- **Work to complete**: Only the lines from the one containing "Task: indicate one point on every instance of the dirt" through the final line of the material below should be output, exactly as they stand.

- **Dataset excerpts**:

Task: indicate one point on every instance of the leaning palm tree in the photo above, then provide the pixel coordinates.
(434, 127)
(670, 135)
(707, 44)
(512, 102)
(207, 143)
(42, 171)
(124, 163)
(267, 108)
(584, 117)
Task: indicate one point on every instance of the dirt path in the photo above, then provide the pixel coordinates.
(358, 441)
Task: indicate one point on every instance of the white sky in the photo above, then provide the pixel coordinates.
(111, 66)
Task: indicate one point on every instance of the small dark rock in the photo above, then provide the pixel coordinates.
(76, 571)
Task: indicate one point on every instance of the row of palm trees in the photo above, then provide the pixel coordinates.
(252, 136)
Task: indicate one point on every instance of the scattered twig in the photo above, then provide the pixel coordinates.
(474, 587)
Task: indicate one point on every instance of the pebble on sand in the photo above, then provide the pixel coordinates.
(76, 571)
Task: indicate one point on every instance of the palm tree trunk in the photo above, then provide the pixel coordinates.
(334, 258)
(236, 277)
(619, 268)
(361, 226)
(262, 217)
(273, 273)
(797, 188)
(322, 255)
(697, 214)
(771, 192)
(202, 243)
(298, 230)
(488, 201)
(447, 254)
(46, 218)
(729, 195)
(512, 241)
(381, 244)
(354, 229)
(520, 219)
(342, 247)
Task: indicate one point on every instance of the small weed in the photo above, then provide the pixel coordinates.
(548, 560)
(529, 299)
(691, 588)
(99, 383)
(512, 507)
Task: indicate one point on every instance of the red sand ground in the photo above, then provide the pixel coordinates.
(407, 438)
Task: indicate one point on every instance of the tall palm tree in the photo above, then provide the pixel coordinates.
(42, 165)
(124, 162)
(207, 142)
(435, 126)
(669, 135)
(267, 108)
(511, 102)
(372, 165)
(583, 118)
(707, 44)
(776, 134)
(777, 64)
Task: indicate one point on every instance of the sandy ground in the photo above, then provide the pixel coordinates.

- **Exercise output**:
Task: indicate one point on every instance of the dirt path in the photo above, then provide the pixel coordinates.
(358, 441)
Task: indicate one point on every instance of the white sky in the photo above, then provide the pixel coordinates.
(111, 66)
Task: indicate one point on every instance of the small dark rock in the photo above, then provide the pixel coordinates.
(76, 571)
Task: indicate one point on every instance of the row of palm trees in the photo above, then provide the pixel coordinates.
(252, 136)
Task: indicate one point on every instance of the scattered twig in the photo above, then provide the pixel coordinates.
(474, 587)
Task: indicate one point on every instance of the pebble on sand in the photo above, then provide the pixel coordinates.
(76, 571)
Task: indicate one point on every instance of the palm tree trunk in the photo above, then provide the pixel coordinates.
(334, 258)
(236, 277)
(619, 268)
(361, 226)
(262, 217)
(273, 273)
(797, 188)
(322, 255)
(697, 214)
(771, 192)
(202, 243)
(298, 230)
(488, 201)
(447, 254)
(46, 218)
(729, 195)
(512, 241)
(381, 244)
(354, 229)
(520, 219)
(342, 247)
Task: indicate one point on every instance of the small weed in the photo above, then provide the pixel coordinates.
(548, 560)
(529, 299)
(691, 588)
(99, 383)
(512, 507)
Task: indicate one point on every instance of the red sand ground in the photo above, then provide the pixel coordinates.
(407, 438)
Task: indicate one point on every instance of the tall palm tree in the photo above, then provide the pixel coordinates.
(42, 165)
(124, 162)
(207, 142)
(435, 126)
(669, 135)
(267, 108)
(511, 102)
(372, 165)
(583, 118)
(707, 44)
(776, 134)
(777, 64)
Task: indicate one point on every instance of the sandy ground in the photo above, then provide the pixel coordinates.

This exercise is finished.